##### Provided data #####
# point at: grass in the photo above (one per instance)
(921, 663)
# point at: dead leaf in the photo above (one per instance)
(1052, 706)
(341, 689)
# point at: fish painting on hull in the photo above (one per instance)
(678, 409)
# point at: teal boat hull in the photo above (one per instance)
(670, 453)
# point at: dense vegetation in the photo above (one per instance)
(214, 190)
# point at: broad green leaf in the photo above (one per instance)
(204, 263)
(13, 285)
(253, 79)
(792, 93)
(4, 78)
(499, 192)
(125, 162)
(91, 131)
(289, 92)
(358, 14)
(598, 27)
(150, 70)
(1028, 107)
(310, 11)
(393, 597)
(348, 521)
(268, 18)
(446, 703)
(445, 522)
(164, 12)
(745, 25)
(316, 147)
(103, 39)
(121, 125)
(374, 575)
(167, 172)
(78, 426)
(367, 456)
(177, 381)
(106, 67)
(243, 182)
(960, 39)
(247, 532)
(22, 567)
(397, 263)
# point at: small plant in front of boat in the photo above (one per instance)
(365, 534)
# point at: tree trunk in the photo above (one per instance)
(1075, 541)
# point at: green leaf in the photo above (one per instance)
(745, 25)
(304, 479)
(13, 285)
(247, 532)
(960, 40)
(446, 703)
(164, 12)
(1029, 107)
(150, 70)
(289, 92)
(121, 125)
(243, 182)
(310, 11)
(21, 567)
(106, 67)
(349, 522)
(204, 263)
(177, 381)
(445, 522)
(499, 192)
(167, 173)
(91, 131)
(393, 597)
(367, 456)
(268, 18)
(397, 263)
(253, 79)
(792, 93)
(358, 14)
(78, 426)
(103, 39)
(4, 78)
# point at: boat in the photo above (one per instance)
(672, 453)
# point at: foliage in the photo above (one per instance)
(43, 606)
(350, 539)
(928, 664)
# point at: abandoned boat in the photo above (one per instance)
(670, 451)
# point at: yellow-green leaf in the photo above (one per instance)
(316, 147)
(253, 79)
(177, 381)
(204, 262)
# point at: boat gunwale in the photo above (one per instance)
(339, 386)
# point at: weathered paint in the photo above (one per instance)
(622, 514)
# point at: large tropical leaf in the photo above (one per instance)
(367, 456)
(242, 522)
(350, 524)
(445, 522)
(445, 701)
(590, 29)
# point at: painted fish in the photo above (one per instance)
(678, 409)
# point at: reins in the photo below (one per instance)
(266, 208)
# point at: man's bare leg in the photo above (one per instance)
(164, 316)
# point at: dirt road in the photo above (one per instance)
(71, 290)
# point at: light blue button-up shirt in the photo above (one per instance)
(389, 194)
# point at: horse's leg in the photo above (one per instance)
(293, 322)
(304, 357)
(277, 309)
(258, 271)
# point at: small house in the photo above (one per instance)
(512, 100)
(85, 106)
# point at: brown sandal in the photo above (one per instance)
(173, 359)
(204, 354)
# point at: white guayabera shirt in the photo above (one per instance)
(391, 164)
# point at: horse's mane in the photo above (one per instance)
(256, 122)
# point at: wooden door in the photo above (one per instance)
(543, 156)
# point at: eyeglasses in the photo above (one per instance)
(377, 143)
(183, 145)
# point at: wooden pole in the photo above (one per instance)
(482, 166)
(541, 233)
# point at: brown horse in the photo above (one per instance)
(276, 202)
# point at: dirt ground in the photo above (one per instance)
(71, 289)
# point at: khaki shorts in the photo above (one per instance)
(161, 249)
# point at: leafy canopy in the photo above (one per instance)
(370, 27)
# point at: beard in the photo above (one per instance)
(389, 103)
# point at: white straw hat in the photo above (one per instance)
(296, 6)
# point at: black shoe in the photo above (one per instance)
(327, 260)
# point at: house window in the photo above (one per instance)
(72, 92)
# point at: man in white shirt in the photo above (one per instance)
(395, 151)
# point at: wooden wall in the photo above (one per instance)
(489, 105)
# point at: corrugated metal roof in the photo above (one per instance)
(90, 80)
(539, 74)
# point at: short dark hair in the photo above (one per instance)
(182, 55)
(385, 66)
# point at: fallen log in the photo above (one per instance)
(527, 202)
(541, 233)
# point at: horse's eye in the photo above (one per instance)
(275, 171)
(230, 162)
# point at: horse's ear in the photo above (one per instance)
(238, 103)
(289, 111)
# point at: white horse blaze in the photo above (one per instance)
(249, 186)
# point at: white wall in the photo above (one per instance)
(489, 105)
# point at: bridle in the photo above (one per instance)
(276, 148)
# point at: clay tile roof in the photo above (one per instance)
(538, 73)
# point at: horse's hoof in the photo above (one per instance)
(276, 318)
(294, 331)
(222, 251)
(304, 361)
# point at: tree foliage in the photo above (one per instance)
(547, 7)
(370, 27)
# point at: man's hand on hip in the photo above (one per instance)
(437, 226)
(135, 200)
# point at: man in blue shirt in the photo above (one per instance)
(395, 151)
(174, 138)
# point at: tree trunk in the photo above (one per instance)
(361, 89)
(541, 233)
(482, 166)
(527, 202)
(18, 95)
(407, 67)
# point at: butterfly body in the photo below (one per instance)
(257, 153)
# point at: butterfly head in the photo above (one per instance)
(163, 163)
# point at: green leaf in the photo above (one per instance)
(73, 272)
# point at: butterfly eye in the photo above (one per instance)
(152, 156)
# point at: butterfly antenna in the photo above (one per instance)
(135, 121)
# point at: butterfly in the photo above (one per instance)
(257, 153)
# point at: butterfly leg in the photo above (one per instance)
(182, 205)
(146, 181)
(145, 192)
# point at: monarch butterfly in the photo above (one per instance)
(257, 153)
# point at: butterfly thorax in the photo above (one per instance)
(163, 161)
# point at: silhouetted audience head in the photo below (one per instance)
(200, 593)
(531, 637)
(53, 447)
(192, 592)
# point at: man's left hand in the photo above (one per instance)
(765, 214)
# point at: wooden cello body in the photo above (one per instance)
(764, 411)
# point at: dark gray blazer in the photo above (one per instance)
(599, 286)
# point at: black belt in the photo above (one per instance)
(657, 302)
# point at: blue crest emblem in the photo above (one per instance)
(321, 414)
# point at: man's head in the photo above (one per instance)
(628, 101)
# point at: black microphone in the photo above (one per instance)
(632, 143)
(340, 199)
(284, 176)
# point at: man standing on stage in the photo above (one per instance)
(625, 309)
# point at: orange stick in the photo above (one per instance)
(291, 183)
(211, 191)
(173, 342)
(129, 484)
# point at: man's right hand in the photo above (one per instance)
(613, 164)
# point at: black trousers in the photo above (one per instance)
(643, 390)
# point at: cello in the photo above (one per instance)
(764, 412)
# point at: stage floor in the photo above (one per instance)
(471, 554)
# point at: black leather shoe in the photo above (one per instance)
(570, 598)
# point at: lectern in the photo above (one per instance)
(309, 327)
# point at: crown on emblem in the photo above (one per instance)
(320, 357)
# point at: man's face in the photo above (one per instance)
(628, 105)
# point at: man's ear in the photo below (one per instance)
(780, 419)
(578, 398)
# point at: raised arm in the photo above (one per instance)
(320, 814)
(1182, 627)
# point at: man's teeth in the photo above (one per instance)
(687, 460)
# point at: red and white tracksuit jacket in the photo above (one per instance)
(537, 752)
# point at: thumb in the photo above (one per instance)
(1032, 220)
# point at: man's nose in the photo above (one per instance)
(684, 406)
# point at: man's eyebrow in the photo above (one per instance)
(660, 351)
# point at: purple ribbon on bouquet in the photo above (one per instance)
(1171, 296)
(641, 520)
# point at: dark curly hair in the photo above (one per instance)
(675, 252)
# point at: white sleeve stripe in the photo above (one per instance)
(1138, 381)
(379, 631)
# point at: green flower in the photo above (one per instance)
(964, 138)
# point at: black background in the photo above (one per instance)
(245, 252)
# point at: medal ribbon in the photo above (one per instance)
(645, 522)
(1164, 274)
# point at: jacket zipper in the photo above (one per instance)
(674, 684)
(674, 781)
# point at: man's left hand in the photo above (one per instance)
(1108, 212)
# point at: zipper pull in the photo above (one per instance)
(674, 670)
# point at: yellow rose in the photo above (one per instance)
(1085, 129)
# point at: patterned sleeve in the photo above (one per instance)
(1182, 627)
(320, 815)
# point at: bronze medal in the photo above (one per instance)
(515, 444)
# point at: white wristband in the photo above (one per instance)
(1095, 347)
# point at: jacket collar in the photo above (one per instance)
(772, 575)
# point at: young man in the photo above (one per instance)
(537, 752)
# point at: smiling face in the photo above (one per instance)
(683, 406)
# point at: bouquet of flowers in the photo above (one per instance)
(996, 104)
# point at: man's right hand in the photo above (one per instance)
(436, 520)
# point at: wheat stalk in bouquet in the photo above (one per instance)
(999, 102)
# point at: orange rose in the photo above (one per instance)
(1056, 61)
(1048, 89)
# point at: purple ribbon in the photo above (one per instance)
#####
→ **Task description**
In the entries above, take the line containing "# point at: white wristband" and each later line through the last, and repeat them exactly. Output nothing else.

→ **Answer to this task**
# point at: white wristband in the photo above (one per instance)
(1095, 347)
# point at: jacket collar in the photo above (one per instance)
(772, 575)
# point at: young man in the photo above (one per instance)
(537, 752)
# point at: smiling face in the photo above (one per instance)
(683, 406)
# point at: bouquet of flowers in the photo above (one per instance)
(996, 104)
# point at: man's right hand in the photo above (one per instance)
(436, 520)
# point at: wheat stalk in bouquet in the photo above (one per instance)
(999, 102)
# point at: orange rose in the photo above (one per instance)
(1056, 61)
(1048, 89)
# point at: purple ribbon in the photo above (one per instance)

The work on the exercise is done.